### The data
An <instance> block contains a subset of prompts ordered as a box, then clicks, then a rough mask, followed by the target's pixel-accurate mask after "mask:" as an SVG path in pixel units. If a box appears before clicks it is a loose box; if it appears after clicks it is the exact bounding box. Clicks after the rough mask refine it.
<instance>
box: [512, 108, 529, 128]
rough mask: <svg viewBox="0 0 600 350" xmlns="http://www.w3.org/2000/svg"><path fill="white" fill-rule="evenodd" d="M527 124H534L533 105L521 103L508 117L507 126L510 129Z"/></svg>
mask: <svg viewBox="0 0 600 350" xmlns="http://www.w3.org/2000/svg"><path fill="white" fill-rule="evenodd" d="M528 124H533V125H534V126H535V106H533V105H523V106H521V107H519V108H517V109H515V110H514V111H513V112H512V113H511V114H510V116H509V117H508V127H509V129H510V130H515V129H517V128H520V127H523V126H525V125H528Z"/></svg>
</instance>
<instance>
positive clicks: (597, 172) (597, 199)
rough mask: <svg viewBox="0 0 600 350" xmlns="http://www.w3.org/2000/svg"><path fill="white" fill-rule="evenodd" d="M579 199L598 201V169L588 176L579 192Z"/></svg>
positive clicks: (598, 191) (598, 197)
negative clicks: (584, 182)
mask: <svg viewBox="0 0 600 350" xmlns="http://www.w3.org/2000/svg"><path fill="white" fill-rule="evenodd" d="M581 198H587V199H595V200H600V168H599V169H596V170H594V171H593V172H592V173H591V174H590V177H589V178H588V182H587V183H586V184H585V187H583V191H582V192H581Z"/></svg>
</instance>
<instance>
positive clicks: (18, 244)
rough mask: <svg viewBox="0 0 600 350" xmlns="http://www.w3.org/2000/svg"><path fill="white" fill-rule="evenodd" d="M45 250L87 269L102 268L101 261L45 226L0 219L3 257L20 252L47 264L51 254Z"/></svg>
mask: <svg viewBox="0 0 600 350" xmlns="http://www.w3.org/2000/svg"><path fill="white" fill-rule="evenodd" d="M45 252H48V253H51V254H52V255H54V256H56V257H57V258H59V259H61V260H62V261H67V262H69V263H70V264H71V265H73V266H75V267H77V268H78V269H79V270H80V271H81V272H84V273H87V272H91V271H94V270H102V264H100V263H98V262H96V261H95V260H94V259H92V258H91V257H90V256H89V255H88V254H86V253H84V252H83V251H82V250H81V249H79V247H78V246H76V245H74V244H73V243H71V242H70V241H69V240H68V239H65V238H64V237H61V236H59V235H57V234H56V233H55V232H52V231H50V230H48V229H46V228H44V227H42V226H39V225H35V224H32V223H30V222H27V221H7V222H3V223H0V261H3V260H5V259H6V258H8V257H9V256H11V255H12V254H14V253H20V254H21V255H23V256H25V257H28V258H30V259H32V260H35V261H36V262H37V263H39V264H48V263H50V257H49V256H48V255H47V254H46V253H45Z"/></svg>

### Task brief
Return the entries above word for word.

### Task response
An <instance> block contains a subset of prompts ordered as a box, then clicks, then a rough mask, followed by the target's pixel-accurate mask after "mask:" as an SVG path in pixel units. If a box appears before clicks it is a loose box; if it appears after clicks it is the exact bounding box. Clicks after the rough mask refine it.
<instance>
box: [512, 108, 529, 128]
rough mask: <svg viewBox="0 0 600 350" xmlns="http://www.w3.org/2000/svg"><path fill="white" fill-rule="evenodd" d="M527 124H534L533 105L521 103L508 117L507 126L510 129Z"/></svg>
mask: <svg viewBox="0 0 600 350" xmlns="http://www.w3.org/2000/svg"><path fill="white" fill-rule="evenodd" d="M528 124H533V125H534V126H535V106H533V105H523V106H521V107H519V108H517V109H515V110H514V111H513V112H512V113H511V114H510V116H509V117H508V127H509V129H510V130H515V129H517V128H520V127H523V126H525V125H528Z"/></svg>
</instance>
<instance>
positive clicks: (597, 172) (597, 199)
rough mask: <svg viewBox="0 0 600 350" xmlns="http://www.w3.org/2000/svg"><path fill="white" fill-rule="evenodd" d="M579 199L598 201V169L588 176L579 192Z"/></svg>
positive clicks: (598, 191) (598, 197)
negative clicks: (584, 182)
mask: <svg viewBox="0 0 600 350" xmlns="http://www.w3.org/2000/svg"><path fill="white" fill-rule="evenodd" d="M581 198H587V199H595V200H600V168H599V169H596V170H594V171H593V172H592V173H591V174H590V177H589V178H588V182H587V183H586V184H585V187H583V191H582V192H581Z"/></svg>
</instance>
<instance>
positive clicks: (18, 244)
rough mask: <svg viewBox="0 0 600 350" xmlns="http://www.w3.org/2000/svg"><path fill="white" fill-rule="evenodd" d="M45 250L87 269L102 268L101 261L45 226L0 219L3 257L20 252L47 264L51 254Z"/></svg>
mask: <svg viewBox="0 0 600 350" xmlns="http://www.w3.org/2000/svg"><path fill="white" fill-rule="evenodd" d="M45 252H48V253H51V254H52V255H54V256H56V257H57V258H59V259H61V260H62V261H67V262H69V263H70V264H71V265H73V266H75V267H77V268H78V269H79V270H80V271H81V272H84V273H87V272H91V271H94V270H102V264H100V263H98V262H96V261H95V260H94V259H92V258H91V257H90V256H89V255H88V254H86V253H84V252H83V251H82V250H81V249H79V247H78V246H76V245H74V244H73V243H71V242H70V241H69V240H68V239H65V238H64V237H61V236H59V235H57V234H56V233H55V232H52V231H50V230H48V229H46V228H44V227H42V226H39V225H35V224H32V223H30V222H27V221H7V222H3V223H0V261H3V260H5V259H6V258H8V257H9V256H11V255H12V254H14V253H20V254H21V255H23V256H25V257H28V258H30V259H32V260H35V261H36V262H37V263H39V264H48V263H50V257H49V256H48V255H47V254H46V253H45Z"/></svg>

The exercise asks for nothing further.